The Government should proceed now, not only with the Donegal South-West by-election, but with those in Dublin South, Waterford and Donegal North-East. Sinn Féin concurs with other voices in the House that this should be the case. The fact that it has only been created earlier this week does not make a whit of difference. Let the political parties put forward their candidates and positions and let the people of County Donegal, north east and south west, decide. That is the challenge we are putting to Government today.
This is not about a Government limping to get across the finish line of a budget vote on 7 December. This is about the future of Ireland in the next five, ten, 15 and 20 years. This is about the future of our children. A Government with no mandate is about to impose not only a savage budget but also a four-year budgetary plan - an attempt to tie the hands of a future Government and rigidly set our economic direction, all before the people have the chance to give their verdict in a general election. What a tragedy that the Government has been facilitated in this by the so-called main Opposition parties, Fine Gael and Labour, who have joined the consensus for cuts and signed up for a deficit reduction of 3% by 2014 regardless of the consequences. Savage cuts have not turned the economy around in the past three years and they will not do so in the next four. We need a programme of economic stimulus, revenue saving and raising to address the deficit, the protection of people on low and middle incomes, the safeguarding of social supports and the preservation of essential public services. Instead the Government is set on a path of destruction destruction of the income of low to middle income families, demolition of essential public services such as health and education, removal of social supports and the deepening of the recession. Let us make no mistake about that.

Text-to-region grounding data
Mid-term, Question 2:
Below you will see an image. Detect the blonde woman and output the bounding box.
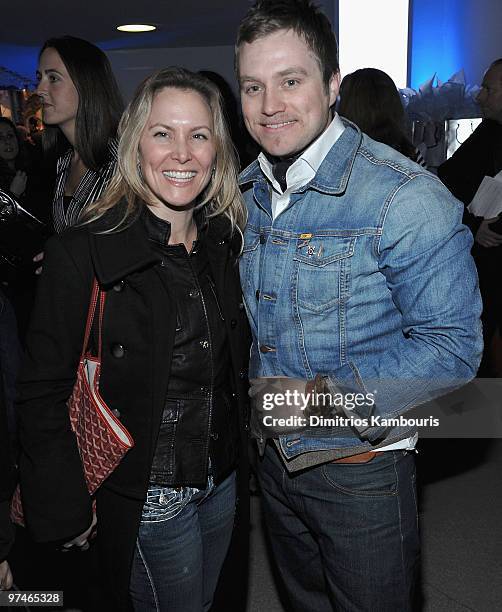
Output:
[19,68,248,612]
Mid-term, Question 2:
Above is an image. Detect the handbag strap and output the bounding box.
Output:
[81,279,106,361]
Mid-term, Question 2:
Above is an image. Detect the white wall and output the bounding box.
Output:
[106,46,237,102]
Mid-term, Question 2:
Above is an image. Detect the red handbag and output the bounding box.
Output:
[11,280,134,525]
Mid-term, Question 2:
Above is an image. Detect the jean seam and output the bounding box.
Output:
[393,454,406,584]
[136,540,160,612]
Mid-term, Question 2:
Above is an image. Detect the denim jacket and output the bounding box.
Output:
[240,121,482,459]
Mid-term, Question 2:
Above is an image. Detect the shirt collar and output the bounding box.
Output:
[257,113,345,193]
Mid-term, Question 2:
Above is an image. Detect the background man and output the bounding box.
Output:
[438,58,502,376]
[236,0,481,612]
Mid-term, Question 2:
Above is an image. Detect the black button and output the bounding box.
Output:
[110,344,125,359]
[260,344,276,353]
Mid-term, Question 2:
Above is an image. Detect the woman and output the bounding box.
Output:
[19,68,249,612]
[37,36,123,233]
[338,68,425,166]
[0,117,28,198]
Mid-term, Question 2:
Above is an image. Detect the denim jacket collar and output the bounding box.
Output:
[239,117,362,195]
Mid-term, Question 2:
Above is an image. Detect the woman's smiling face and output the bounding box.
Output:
[139,87,216,216]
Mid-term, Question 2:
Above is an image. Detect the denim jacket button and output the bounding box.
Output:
[110,344,125,359]
[260,344,276,353]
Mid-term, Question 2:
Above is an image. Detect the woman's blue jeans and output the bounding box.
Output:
[130,472,235,612]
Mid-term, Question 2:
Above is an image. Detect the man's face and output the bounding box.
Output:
[239,30,340,157]
[477,65,502,123]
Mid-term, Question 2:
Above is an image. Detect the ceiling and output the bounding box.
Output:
[0,0,251,49]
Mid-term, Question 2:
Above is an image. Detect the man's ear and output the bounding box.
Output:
[328,71,341,106]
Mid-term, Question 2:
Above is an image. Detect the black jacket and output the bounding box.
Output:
[18,204,249,608]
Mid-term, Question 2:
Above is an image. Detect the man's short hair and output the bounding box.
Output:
[235,0,339,87]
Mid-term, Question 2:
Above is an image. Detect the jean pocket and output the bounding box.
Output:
[321,451,400,497]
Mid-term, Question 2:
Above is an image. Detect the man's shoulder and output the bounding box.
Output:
[238,159,265,189]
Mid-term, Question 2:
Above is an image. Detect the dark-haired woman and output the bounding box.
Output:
[338,68,425,166]
[0,117,28,198]
[37,36,123,233]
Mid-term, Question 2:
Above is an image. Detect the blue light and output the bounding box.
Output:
[410,0,469,89]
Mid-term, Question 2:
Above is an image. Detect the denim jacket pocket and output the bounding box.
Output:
[291,234,356,313]
[239,232,260,292]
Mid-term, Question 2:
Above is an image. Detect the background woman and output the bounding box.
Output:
[0,117,28,198]
[37,36,123,233]
[19,68,249,612]
[338,68,425,166]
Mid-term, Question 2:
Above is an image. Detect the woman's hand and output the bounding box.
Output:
[10,170,28,197]
[33,251,44,274]
[63,512,98,552]
[0,561,14,591]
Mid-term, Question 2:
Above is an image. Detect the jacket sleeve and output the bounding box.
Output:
[17,237,92,542]
[329,174,482,440]
[0,376,15,563]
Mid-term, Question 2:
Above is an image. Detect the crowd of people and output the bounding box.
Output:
[0,0,502,612]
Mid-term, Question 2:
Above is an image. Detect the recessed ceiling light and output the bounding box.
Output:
[117,23,157,32]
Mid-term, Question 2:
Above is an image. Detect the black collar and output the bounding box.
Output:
[89,202,236,288]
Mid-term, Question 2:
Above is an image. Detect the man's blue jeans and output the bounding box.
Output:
[130,472,235,612]
[259,443,420,612]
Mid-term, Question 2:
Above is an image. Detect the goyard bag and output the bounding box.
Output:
[11,280,134,524]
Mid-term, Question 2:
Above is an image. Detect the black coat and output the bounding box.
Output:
[18,208,249,609]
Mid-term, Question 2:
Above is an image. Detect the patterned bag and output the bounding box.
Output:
[11,280,134,525]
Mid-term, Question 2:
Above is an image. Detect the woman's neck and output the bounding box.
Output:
[149,203,197,252]
[59,119,75,149]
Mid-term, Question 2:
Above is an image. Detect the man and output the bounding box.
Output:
[438,58,502,376]
[236,0,481,612]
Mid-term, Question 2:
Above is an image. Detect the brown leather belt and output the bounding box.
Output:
[331,451,382,463]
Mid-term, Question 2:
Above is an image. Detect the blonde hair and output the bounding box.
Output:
[83,66,246,231]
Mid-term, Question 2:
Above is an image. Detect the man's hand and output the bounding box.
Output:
[10,170,28,197]
[33,251,44,275]
[0,561,14,591]
[63,513,98,552]
[474,217,502,248]
[249,376,309,439]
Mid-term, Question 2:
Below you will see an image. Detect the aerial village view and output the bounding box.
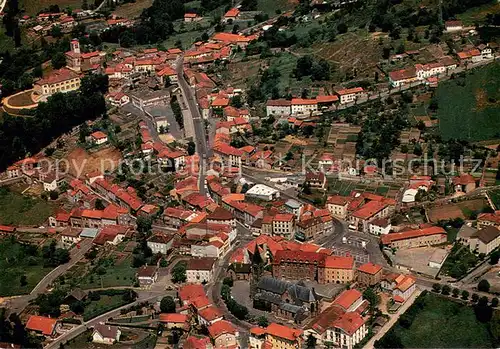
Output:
[0,0,500,349]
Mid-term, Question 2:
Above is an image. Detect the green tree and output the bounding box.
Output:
[441,285,451,296]
[95,198,105,210]
[257,316,269,327]
[160,296,175,313]
[477,279,490,292]
[363,287,380,311]
[187,141,196,155]
[462,290,469,300]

What you are asked to do
From the budget speech, reproduce word for word the passage starting with "The Government should" and going on through "to Government today.".

Exercise response
The Government should proceed now, not only with the Donegal South-West by-election, but with those in Dublin South, Waterford and Donegal North-East. Sinn Féin concurs with other voices in the House that this should be the case. The fact that it has only been created earlier this week does not make a whit of difference. Let the political parties put forward their candidates and positions and let the people of County Donegal, north east and south west, decide. That is the challenge we are putting to Government today.